Da generazioni la famiglia Celant di Polcenigo alleva le pecore alpagotte, una razza antica e robusta, adatta all’alpeggio, e ora considerata meritevole di tutela.
© Antonietta Spizzo per “IL NUOVO”, 2006.
Per questa nuova puntata andiamo ai confini occidentali del Friuli, e precisamente a Coltura di Polcenigo, ai piedi del poderoso muraglione del Cansiglio che si erge quasi di colpo dalla pianura. E’ qui, in una delle ultime case del paese, già sul pendio, che si trova l’azienda agricola di Michele Celant, agricoltore, allevatore e “custode” della razza delle pecore alpagotte. Lo incontriamo nell’aia, intento ad armeggiare su un trattore, con due cucciolotti scatenati che giocano ai suoi piedi.
Michele, classe ’62, ha un modo di fare aperto e franco e un sorriso simpatico che ti fa passare in un attimo dal lei al tu. Bè, faccele vedere queste alpagotte che siamo curiosi!
Seguiamo Michele nel grande prato dietro la stalla. E’ una giornata stupenda, quasi primaverile, l’erba è verde e solo degli altissimi alberi di caco, spogli di foglie ma carichi di frutti, ci ricordano che siamo ancora in inverno. E le pecore sono lì che brucano godendosi il tepore del sole, nel loro folto vello ondulato.
Nessuna da scartare
“E’ una tradizione di famiglia che ci tramandiamo da molte generazioni – esordisce Michele sorridendo – da sempre abbiamo avuto un piccolo gregge di alpagotte, un gregge per uso familiare, una decina di animali soltanto. Vedi, l’Alpago è proprio al di là di questa montagna, è logico che ne avessimo anche noi. Me lo ricordo bene mio nonno, che era nato nel 1907, quando raccontava che già il suo bisnonno li possedeva. Quando il dr. Emilio Pastore dell’Università di Padova è venuto qui in azienda per verificare se le mie pecore fossero effettivamente dell’antica razza, è rimasto estremamente sorpreso nel constatare che tutte avevano queste caratteristiche, che non ce n’era nemmeno una da scartare. Non ti dico che soddisfazione quella volta! In fin dei conti queste pecore ormai le tengo solo per passione e non certo per il reddito che me ne potrebbe derivare!”

**REQUISITI DEL COMPITO**
1. Rispondi, per favore, a queste domande sull'articolo dedicato alle pecore alpagotte, una riga per risposta:
(a) In quale località si trova l'azienda agricola di Michele Celant?
(b) In che anno era nato il nonno di Michele?
(c) A quale università appartiene il dr. Emilio Pastore?
2. Prosegui l'articolo sulle pecore alpagotte partendo subito dopo l'ultima frase riportata.

**RECORD ARCHIVIATI**

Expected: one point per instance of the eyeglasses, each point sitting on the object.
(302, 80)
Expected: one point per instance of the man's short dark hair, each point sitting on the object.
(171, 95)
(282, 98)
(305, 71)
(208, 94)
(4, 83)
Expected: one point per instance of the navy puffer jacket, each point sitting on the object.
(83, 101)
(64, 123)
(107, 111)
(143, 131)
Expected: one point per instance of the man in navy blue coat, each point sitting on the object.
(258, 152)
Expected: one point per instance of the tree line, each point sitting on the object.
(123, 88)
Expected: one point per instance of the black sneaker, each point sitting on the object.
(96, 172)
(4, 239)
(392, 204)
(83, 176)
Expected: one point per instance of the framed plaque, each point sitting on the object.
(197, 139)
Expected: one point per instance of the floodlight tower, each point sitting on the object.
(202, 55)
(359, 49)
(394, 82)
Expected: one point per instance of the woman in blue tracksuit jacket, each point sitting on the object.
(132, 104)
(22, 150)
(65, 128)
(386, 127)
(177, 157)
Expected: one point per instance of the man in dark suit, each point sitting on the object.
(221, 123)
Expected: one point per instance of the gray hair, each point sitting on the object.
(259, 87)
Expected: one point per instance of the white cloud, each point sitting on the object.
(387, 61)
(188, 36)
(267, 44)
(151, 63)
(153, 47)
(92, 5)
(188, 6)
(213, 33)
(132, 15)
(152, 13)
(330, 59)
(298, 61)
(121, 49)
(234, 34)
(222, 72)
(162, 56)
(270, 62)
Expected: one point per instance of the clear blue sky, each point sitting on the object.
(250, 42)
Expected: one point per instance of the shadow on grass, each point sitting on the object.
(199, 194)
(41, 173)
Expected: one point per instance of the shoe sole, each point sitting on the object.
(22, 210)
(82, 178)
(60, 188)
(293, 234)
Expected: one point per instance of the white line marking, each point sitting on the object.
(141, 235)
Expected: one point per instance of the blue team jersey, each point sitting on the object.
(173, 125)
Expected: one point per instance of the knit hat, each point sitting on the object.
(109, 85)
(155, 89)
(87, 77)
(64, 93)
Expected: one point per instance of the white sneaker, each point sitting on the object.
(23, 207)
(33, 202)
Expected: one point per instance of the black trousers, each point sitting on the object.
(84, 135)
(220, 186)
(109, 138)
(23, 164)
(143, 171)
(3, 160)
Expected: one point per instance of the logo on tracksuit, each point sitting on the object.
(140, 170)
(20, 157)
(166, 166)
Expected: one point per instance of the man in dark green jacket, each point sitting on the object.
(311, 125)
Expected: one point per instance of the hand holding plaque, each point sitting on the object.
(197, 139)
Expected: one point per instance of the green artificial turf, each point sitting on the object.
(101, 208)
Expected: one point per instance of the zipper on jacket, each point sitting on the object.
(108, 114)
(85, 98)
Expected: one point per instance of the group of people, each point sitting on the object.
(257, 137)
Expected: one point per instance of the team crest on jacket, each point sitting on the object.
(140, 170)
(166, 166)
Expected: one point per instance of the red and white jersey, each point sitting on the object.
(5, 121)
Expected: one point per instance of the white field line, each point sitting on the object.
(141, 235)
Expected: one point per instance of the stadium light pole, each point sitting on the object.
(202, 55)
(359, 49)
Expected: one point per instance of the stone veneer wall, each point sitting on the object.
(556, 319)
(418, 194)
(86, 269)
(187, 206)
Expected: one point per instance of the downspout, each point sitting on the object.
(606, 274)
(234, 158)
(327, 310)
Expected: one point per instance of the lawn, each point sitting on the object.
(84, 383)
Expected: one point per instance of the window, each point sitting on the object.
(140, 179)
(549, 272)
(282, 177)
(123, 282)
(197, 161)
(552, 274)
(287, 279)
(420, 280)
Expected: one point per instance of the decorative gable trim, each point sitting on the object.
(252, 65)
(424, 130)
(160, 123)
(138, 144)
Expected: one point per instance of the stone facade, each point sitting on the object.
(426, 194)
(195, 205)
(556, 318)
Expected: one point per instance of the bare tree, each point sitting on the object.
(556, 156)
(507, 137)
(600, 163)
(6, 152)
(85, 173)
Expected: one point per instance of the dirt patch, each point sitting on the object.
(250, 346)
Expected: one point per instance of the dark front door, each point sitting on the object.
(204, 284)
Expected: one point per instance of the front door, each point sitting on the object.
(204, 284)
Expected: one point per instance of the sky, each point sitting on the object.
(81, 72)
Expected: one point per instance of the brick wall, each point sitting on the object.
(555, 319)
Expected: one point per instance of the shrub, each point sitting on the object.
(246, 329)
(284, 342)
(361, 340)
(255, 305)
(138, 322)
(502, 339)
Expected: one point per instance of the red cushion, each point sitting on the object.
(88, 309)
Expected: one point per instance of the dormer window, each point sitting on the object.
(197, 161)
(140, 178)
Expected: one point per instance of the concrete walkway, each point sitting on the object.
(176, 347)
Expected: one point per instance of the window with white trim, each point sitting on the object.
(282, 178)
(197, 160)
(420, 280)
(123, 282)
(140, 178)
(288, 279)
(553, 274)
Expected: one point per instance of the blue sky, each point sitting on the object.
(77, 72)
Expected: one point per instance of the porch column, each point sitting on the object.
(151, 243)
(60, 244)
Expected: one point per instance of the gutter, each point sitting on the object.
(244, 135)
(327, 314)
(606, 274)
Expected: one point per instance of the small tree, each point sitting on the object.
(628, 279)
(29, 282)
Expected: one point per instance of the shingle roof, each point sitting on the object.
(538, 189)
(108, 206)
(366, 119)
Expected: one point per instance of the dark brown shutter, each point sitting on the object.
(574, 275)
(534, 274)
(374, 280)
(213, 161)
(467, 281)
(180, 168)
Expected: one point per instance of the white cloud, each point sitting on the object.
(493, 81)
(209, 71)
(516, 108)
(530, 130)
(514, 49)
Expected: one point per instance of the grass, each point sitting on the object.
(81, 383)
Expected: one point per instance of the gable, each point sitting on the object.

**RISULTATI**
1.
(a) A Coltura di Polcenigo.
(b) Nel 1907.
(c) All'Università di Padova.

2.
La caratteristica principale dell’antica razza alpagotta è quella di avere il muso e le zampe maculate di nero (in taluni esemplari, molto rari, anche di rosso). Davvero curioso, dopo le mucche macchiettate (rainas) della Carnia, incontrare ora un’antica razza di pecore con lo stesso segno distintivo!
“Sono animali robustissimi – continua Michele- non si ammalano mai, non si azzoppano mai, sono adattissimi per il pascolo su terreni anche difficili come quelli delle nostre montagne. Le loro dimensioni sono piuttosto contenute, non superano mai i 50 kg, il maschio è solo leggermente più grosso ed è senza corna. E’ una razza adatta alla produzione di carne e di latte, a differenza della pecora sarda che è esclusivamente da latte. L’alpagotta comunque si difende bene anche in questo campo perché produce circa un litro e mezzo di latte al giorno che non è proprio una quantità da buttar via!”
Estate all’alpeggio
Michele Celant porta i suoi animali d’estate alla malga Costa Cervera, su verso il Cansiglio, a 1130 metri di altitudine. Tradizionalmente la sua famiglia raccoglieva le pecore di tutto il paese e formato un unico grande gregge lo portava all’alpeggio estivo.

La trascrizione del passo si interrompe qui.